▶ **Dataset**
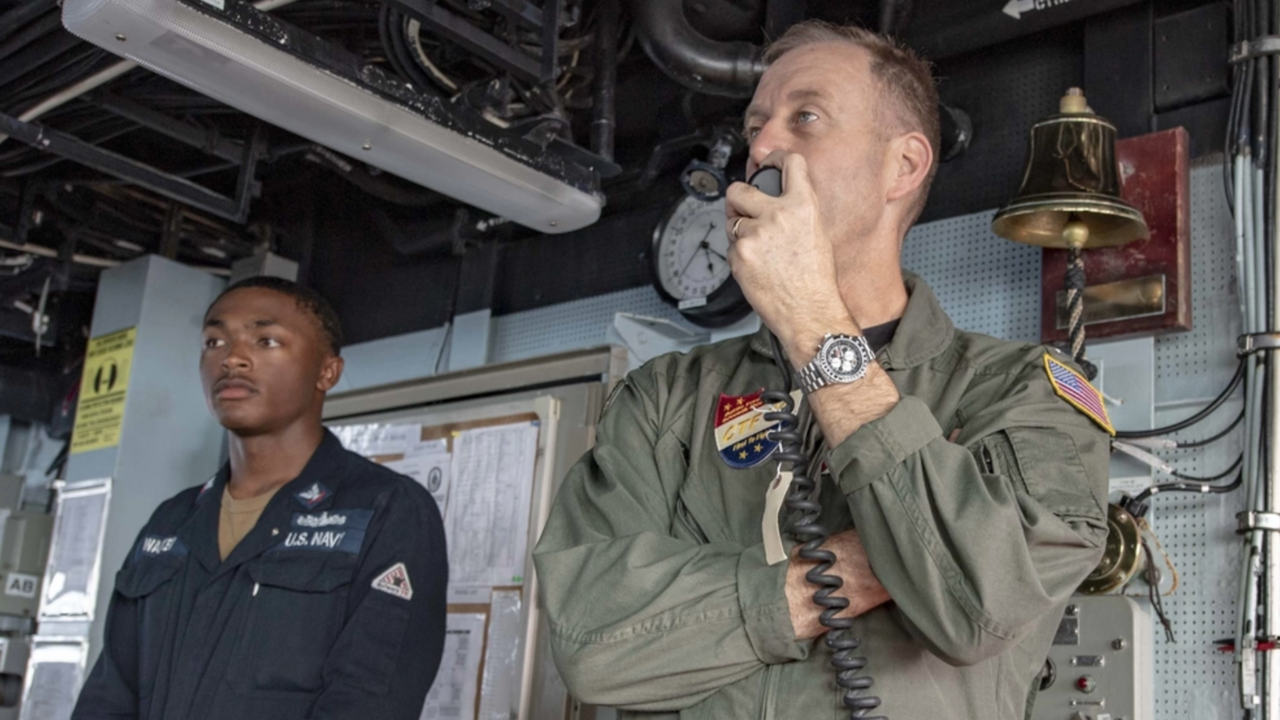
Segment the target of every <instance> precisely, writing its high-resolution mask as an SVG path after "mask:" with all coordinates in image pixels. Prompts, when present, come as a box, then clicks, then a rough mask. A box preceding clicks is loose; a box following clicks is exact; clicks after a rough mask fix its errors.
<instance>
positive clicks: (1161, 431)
---
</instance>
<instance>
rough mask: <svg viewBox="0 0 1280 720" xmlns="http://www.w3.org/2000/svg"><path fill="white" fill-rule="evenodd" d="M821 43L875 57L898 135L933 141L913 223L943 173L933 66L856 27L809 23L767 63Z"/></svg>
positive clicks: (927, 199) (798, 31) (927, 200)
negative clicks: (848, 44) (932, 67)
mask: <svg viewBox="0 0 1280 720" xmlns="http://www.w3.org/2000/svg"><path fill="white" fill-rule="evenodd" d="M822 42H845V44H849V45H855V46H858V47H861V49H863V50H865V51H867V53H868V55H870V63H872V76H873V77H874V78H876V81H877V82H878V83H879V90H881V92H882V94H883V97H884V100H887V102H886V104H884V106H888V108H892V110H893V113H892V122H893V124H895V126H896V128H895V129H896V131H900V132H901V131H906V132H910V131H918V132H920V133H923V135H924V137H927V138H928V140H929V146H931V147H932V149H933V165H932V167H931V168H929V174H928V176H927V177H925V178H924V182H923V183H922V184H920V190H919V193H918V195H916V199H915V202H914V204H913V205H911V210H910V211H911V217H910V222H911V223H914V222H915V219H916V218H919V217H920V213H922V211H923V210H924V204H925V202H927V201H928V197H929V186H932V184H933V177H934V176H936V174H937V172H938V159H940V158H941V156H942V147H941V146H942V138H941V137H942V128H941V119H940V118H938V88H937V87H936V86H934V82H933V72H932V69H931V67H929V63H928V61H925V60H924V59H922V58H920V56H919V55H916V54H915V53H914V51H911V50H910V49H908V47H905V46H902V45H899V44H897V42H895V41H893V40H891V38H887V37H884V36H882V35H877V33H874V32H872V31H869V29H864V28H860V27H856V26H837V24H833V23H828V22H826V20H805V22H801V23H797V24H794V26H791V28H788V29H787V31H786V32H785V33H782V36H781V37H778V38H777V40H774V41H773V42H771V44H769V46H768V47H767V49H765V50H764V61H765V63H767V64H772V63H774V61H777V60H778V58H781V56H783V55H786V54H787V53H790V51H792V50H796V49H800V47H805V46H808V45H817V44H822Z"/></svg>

▶ **Description of the task**
Output the entries as a Markdown table with the columns Row and Line, one numbered row per line and no blank lines. Begin at the line containing "Segment the target" and stop after the line containing "positive clicks: (1161, 431)".

▶ **Exercise answer**
| Row | Line |
|---|---|
| 1 | Segment the target of every <instance> precisely, writing its high-resolution mask as an SVG path after "mask:" with all coordinates in image pixels. Prompts, when present, come as a box, then clicks, then a rough mask. A box preceding clicks is loose; a box following clicks is exact; clicks after a rough mask fix its errors. |
| 2 | <instance> |
| 3 | positive clicks: (1161, 431) |